Copy the listing below line for line, keeping every character unchanged.

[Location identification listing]
▼

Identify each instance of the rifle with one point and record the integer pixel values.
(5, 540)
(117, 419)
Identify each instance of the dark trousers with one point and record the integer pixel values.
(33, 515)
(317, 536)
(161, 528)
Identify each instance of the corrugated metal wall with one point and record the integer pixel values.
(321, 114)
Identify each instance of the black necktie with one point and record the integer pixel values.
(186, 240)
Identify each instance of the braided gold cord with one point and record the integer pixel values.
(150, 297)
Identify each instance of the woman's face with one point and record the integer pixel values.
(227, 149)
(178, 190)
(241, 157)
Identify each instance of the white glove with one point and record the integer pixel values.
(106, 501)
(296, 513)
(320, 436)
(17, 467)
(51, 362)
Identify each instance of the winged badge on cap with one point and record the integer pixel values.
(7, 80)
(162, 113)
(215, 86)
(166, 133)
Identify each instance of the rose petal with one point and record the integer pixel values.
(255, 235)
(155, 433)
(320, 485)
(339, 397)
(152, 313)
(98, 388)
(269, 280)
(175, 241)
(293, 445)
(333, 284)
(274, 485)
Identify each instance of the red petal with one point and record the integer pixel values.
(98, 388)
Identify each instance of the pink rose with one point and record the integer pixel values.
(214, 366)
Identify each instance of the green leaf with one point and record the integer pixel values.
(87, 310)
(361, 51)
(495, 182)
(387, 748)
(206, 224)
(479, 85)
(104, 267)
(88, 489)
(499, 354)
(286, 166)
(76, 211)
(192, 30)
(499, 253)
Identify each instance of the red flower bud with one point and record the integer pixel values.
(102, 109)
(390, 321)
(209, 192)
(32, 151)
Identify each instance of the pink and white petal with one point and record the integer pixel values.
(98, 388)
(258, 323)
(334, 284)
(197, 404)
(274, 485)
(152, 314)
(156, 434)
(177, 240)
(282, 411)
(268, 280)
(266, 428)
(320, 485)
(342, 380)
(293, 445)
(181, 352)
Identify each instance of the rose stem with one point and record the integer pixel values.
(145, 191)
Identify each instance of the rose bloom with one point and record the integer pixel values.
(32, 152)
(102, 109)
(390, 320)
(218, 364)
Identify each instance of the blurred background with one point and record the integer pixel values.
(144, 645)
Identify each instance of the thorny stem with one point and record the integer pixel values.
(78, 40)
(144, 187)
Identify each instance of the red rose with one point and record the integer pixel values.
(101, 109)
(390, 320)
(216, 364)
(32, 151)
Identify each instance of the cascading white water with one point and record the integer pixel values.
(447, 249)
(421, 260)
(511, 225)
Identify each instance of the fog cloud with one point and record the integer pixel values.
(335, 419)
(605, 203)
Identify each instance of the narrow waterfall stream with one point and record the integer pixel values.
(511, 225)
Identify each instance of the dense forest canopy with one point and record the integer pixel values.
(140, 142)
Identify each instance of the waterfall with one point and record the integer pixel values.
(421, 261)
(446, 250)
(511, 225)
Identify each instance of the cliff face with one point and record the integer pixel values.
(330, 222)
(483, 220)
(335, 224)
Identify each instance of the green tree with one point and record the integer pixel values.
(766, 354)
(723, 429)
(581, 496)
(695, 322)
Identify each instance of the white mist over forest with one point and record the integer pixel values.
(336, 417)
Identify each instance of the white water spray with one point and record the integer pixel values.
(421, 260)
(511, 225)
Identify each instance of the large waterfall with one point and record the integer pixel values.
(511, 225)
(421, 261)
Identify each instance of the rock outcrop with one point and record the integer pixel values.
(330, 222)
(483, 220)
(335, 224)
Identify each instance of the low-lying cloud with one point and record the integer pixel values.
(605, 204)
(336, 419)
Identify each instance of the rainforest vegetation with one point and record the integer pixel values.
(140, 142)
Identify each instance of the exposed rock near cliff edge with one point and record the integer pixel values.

▲

- _TASK ANSWER_:
Identify each instance of the rifle with one point and record the integer pixel values.
(5, 540)
(117, 419)
Identify each instance of the dark trousers with one point and record the integer pixel values.
(33, 515)
(317, 536)
(161, 528)
Identify each instance of the corrugated metal wall with one point and record the integer pixel values.
(321, 114)
Identify each instance of the black necktie with one point and record the integer pixel values.
(186, 240)
Identify each instance of the braided gold cord with one point and record the integer pixel values.
(150, 297)
Identify each instance of the woman's face with one point and record the integer pixel values.
(227, 149)
(178, 190)
(241, 157)
Identify each instance of the white glove with one point and record the integer pixel values.
(106, 501)
(296, 513)
(320, 436)
(17, 467)
(51, 362)
Identify each instance of the winged badge on cap with one point and record the integer pixel values.
(7, 80)
(162, 113)
(215, 86)
(166, 133)
Identify each instance of the rose petal with one point and record the integer pixel values.
(255, 235)
(155, 433)
(320, 485)
(339, 397)
(152, 313)
(98, 388)
(269, 280)
(175, 241)
(293, 445)
(333, 284)
(274, 485)
Identify each instance of the red petal with one point and record the integer pixel values.
(98, 388)
Identify each instance of the pink rose with one point and record the integer pixel values.
(214, 366)
Identify each instance of the green leaf with one point and record the integer pixel values.
(87, 310)
(361, 51)
(495, 182)
(387, 748)
(206, 224)
(479, 85)
(104, 267)
(88, 489)
(499, 354)
(286, 166)
(76, 211)
(192, 30)
(499, 253)
Identify each instance of the red flower bud with one point and record the integer pixel values.
(102, 109)
(390, 321)
(209, 192)
(32, 151)
Identify each instance of the pink and white petal with one point and record the integer pixel values.
(98, 388)
(258, 323)
(334, 284)
(197, 404)
(274, 485)
(152, 314)
(156, 434)
(177, 240)
(282, 411)
(268, 280)
(266, 428)
(320, 485)
(342, 380)
(293, 445)
(181, 352)
Identify each instance of the rose stem with one point and record the integer pixel values.
(145, 191)
Identify each instance of the rose bloom with one point and record the integer pixel values.
(32, 152)
(102, 109)
(390, 320)
(218, 364)
Identify each instance of the blurred background with one point and record the integer pixel values.
(144, 645)
Identify each instance of the thorny stem with one point and record the integer pixel values.
(78, 40)
(144, 187)
Identify each instance of the red rose with one point and record the integer pixel values.
(101, 109)
(390, 320)
(216, 364)
(32, 151)
Identify each instance of the cascading white water with one point and record the integer pixel values.
(447, 249)
(421, 260)
(511, 225)
Identify each instance of the fog cloud with one point and record the integer pixel values.
(335, 419)
(605, 203)
Identify each instance of the narrow waterfall stream with one point and record the integer pixel values.
(511, 225)
Identify each instance of the dense forest canopy with one point and record the integer pixel values.
(140, 142)
Identify each instance of the waterfall with one point and record the integer pixel values.
(421, 261)
(446, 250)
(511, 225)
Identify each instance of the cliff face with one point and record the integer pixel values.
(330, 222)
(483, 220)
(335, 224)
Identify each instance of the green tree with one point and record the integer pixel values.
(766, 354)
(723, 429)
(581, 496)
(695, 322)
Identify each instance of the white mist over forest with one point and record the integer pixel values.
(336, 417)
Identify each instance of the white water spray with one point and record the integer pixel values.
(421, 260)
(511, 225)
Identify each instance of the large waterfall with one point and record the integer pixel values.
(511, 225)
(421, 261)
Identify each instance of the rock outcrop with one point and record the integer pixel values.
(330, 222)
(483, 220)
(335, 224)
Identify each instance of the low-lying cloud with one point and record the integer pixel values.
(605, 204)
(336, 419)
Identify each instance of the rainforest vegetation with one point and record the integer pixel values.
(140, 142)
Identify each instance of the exposed rock near cliff edge with one point and record the integer pixel values.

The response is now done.